▸ **Your instructions**
Pictures aside, can you reproduce the records word for word?

▸ **Records for this task**

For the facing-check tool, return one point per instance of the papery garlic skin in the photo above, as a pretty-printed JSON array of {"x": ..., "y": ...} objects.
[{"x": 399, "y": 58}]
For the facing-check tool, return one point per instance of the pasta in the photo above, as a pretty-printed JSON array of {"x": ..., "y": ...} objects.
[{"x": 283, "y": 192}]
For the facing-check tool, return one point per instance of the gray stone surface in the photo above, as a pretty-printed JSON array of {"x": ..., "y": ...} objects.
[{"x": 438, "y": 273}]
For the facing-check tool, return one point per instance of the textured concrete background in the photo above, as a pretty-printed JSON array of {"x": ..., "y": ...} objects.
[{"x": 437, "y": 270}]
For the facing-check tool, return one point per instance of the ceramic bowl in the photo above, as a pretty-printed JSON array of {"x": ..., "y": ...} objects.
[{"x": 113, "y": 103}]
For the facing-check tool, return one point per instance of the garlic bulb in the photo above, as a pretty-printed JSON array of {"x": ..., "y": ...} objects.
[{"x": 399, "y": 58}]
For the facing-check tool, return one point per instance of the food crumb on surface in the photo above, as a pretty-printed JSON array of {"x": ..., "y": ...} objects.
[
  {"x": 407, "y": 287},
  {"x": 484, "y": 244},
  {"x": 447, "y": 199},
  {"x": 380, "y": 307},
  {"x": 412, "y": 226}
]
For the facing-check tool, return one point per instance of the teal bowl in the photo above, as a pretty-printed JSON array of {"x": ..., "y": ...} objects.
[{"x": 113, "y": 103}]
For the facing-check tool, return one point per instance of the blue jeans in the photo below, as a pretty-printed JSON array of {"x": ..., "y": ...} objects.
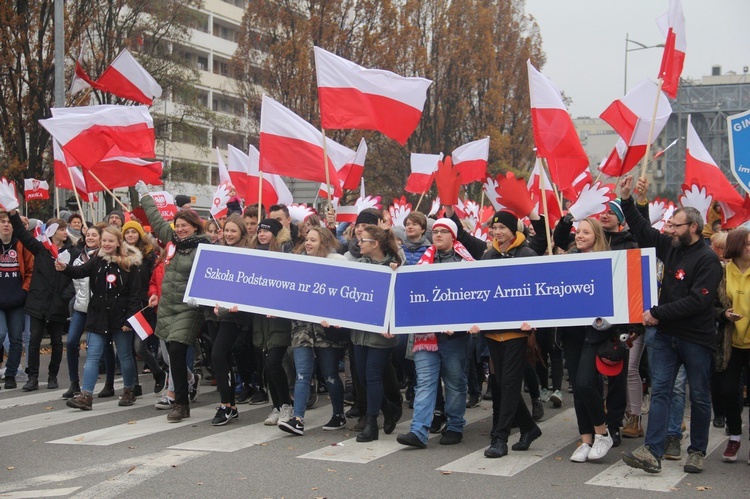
[
  {"x": 73, "y": 343},
  {"x": 12, "y": 324},
  {"x": 448, "y": 363},
  {"x": 677, "y": 406},
  {"x": 96, "y": 345},
  {"x": 304, "y": 363},
  {"x": 666, "y": 354}
]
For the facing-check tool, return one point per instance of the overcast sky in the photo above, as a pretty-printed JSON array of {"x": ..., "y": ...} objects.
[{"x": 585, "y": 43}]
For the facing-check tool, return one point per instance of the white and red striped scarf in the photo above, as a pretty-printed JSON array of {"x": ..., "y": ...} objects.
[{"x": 428, "y": 341}]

▸ **Result of this exercise**
For the facing-check tool, return one point per instance of the papery garlic skin in the photo above, as a pretty-printed JSON array of {"x": ..., "y": ...} objects.
[{"x": 399, "y": 58}]
For the facing-check tool, return one point per instance of the pasta in the photo above, as a pretty-printed JSON array of {"x": ..., "y": ...} objects.
[{"x": 283, "y": 192}]
For the facing-check tool, return one point per instance of the gray stone surface in the photo above, as a pretty-printed JSON array of {"x": ..., "y": ...} objects.
[{"x": 438, "y": 273}]
For the facing-check tool, return one point per instance of the textured concrete background in the photo above, as a pretty-printed JSON array of {"x": ..., "y": ...} objects.
[{"x": 437, "y": 270}]
For the facing-check tool, return one point per instance of the ceramic bowl in the photo above, as a pretty-printed JSON array of {"x": ..., "y": ...} objects.
[{"x": 113, "y": 103}]
For the facing-check tool, return one point per instance of the garlic bulb in the photo above, as a pretty-printed JSON array of {"x": ..., "y": ...} objects.
[{"x": 399, "y": 58}]
For the facing-check tool, return one point per instance of the food crumb on surface in the photo above, as a pretty-printed JSON array of {"x": ..., "y": ...} objects.
[
  {"x": 407, "y": 287},
  {"x": 484, "y": 244},
  {"x": 447, "y": 199},
  {"x": 380, "y": 307},
  {"x": 412, "y": 226}
]
For the facing-check tool, return one point per instance of the teal bowl in the photo above, as a pretty-printed JSON array of {"x": ..., "y": ...} objects.
[{"x": 113, "y": 103}]
For the facing-check tool, return one point per instance of the blue jeans in the photo below, as a pretty-printed JSON array of {"x": ..., "y": ...} objects.
[
  {"x": 73, "y": 343},
  {"x": 12, "y": 324},
  {"x": 448, "y": 363},
  {"x": 677, "y": 406},
  {"x": 96, "y": 345},
  {"x": 304, "y": 363},
  {"x": 666, "y": 354}
]
For the facing-check tool, return one point per instance of the overcast sky in the photo above, as a pretty-printed JSON array of {"x": ..., "y": ...} objects.
[{"x": 585, "y": 43}]
For the facing-check tool, return one point per instance of the white and red striped scarf in the photo above, as a pretty-printed JSON array of {"x": ..., "y": ...} objects.
[{"x": 428, "y": 341}]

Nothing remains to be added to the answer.